W MTB wypadki się miewa...

Wywiad z Michałem "Nyplem" Jasińskim, zawodnikiem MTB, członkiem Diverse Extreme Team.

DET: - Jak oceniasz poziom MTB w Polsce daleko jeszcze do czołówki światowej?

Michał Jasiński: - Poziom jazdy w Polsce podnosi się z roku na rok w niesamowitym tempie. Jeśli chodzi sezon 2007, to mogę śmiało stwierdzić, że niektórzy polscy zawodnicy będą mogli w niedługim czasie stać się realną konkurencja dla obecnej elity światowego dirt jumpingu. Świadczyć o tym mogą nasze ostatnie sukcesy na zawodach w Austrii, Niemczech oraz Czechach, gdzie zdobywaliśmy miejsca medalowe.

- Aktualnie jesteś zawodnikiem Diverse Extreme Team i rozwijasz swoja karierę MTB. A co planujesz robić po zakończeniu przygody z MTB?

Reklama

MJ: - To prawda - od ponad roku jestem członkiem Diverse Extreme Team, jednak na rowerze jeżdżę już siedem lat i w najbliższym czasie nie planuję zakończyć kariery. Przynajmniej do trzydziestego roku życia. Oczywiście, jeśli wcześniej nie wyeliminuje mnie kontuzja lub inne nieprzewidywalne zwroty akcji. Ryzyko związane z tym sportem sprawia, że staram się nie ograniczać wyłącznie do jazdy na rowerze. Już czwarty rok z rzędu będę organizował Mistrzostwa Polski Dirt Jump MTBMX. Ponadto zajmuję się także projektowaniem i budowaniem profesjonalnych torów do dirtu. I właśnie w tym kierunku będę podążał, kiedy przestanę czynnie uczestniczyć w zawodach. Gdyby tak się stało, jestem przekonany, że rower nie zniknie z mojego życia, ponieważ stał się jego nieodłącznym elementem. Poza tym ktoś będzie musiał testować to, co zbuduję.. A może zajmę się PR-em jakiejś firmy i będę pracował w zawodzie, bo w końcu z wykształcenia jestem socjologiem.

- Ile kosztuje profesjonalny sprzęt do uprawiania twojej dyscypliny?

(Rekordy adnotacji współrzędnych)
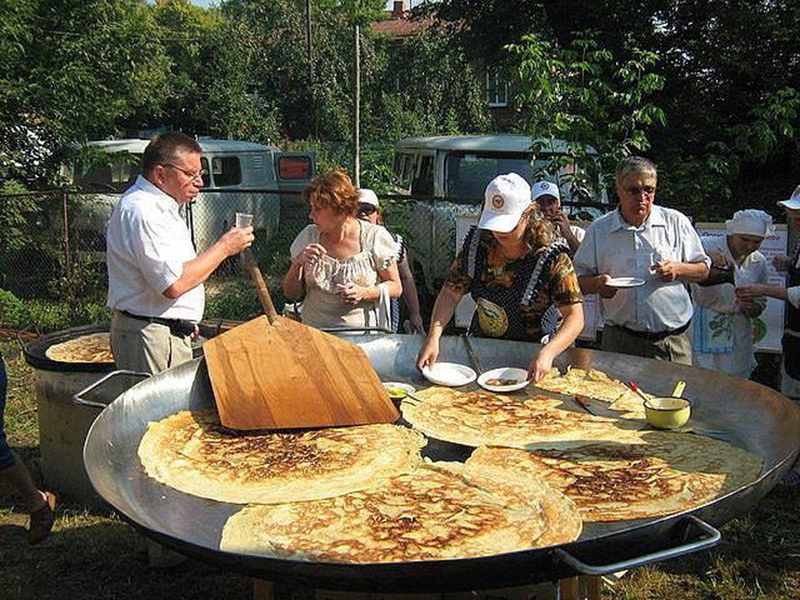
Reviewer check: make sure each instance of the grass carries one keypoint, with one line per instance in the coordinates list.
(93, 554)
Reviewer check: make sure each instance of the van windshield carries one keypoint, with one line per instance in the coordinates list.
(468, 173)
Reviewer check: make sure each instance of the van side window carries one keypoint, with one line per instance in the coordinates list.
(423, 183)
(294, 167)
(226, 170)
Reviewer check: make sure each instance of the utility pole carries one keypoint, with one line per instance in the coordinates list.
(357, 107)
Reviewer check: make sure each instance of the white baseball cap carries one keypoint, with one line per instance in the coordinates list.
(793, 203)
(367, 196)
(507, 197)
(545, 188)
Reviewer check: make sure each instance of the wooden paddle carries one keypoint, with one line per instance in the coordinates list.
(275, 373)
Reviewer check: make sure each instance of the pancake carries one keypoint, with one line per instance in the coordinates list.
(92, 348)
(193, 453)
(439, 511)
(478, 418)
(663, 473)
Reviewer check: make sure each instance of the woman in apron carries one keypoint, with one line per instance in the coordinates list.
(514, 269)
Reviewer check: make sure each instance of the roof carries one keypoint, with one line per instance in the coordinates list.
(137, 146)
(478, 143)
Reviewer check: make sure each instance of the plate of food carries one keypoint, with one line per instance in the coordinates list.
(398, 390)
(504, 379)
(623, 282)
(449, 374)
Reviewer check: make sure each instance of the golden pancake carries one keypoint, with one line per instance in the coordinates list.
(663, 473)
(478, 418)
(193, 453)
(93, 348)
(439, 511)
==
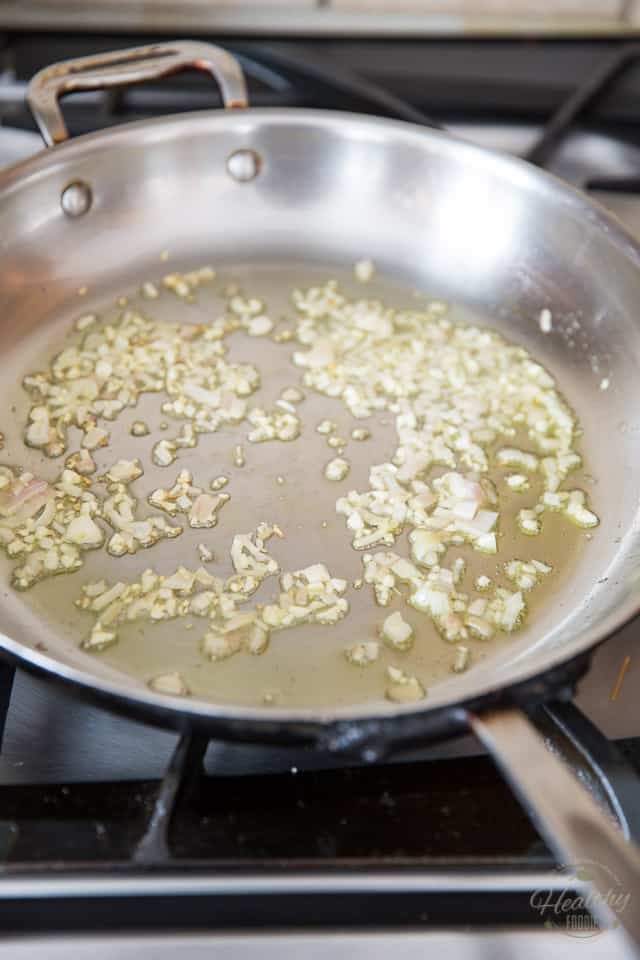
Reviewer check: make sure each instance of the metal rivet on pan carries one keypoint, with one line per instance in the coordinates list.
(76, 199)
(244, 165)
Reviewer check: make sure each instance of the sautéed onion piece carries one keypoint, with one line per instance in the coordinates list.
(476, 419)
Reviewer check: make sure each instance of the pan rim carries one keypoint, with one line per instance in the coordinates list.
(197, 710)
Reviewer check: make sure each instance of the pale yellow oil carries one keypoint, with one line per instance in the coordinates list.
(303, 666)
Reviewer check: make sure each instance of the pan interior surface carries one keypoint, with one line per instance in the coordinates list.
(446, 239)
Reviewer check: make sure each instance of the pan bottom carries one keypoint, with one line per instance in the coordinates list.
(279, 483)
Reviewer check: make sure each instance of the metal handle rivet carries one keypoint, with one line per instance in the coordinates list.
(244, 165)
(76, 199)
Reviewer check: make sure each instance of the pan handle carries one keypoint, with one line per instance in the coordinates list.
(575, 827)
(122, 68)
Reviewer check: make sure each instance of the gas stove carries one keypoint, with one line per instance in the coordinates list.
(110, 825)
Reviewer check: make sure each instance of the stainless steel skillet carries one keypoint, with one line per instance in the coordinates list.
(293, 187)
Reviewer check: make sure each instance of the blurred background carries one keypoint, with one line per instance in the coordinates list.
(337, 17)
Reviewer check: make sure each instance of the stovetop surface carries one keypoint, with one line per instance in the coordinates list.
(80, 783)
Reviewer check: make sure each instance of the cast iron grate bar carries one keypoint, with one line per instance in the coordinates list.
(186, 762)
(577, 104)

SZCZEGÓŁY ZADANIA
Proszę przepisać bez żadnych zmian fragment wywiadu z zawodnikiem MTB, który zaczyna się od słów zawierających „W MTB wypadki”, a kończy na „zakończeniu przygody z MTB?”.

ODPOWIEDŹ NA ZADANIE
W MTB wypadki się miewa...

Wywiad z Michałem "Nyplem" Jasińskim, zawodnikiem MTB, członkiem Diverse Extreme Team.

DET: - Jak oceniasz poziom MTB w Polsce daleko jeszcze do czołówki światowej?

Michał Jasiński: - Poziom jazdy w Polsce podnosi się z roku na rok w niesamowitym tempie. Jeśli chodzi sezon 2007, to mogę śmiało stwierdzić, że niektórzy polscy zawodnicy będą mogli w niedługim czasie stać się realną konkurencja dla obecnej elity światowego dirt jumpingu. Świadczyć o tym mogą nasze ostatnie sukcesy na zawodach w Austrii, Niemczech oraz Czechach, gdzie zdobywaliśmy miejsca medalowe.

- Aktualnie jesteś zawodnikiem Diverse Extreme Team i rozwijasz swoja karierę MTB. A co planujesz robić po zakończeniu przygody z MTB?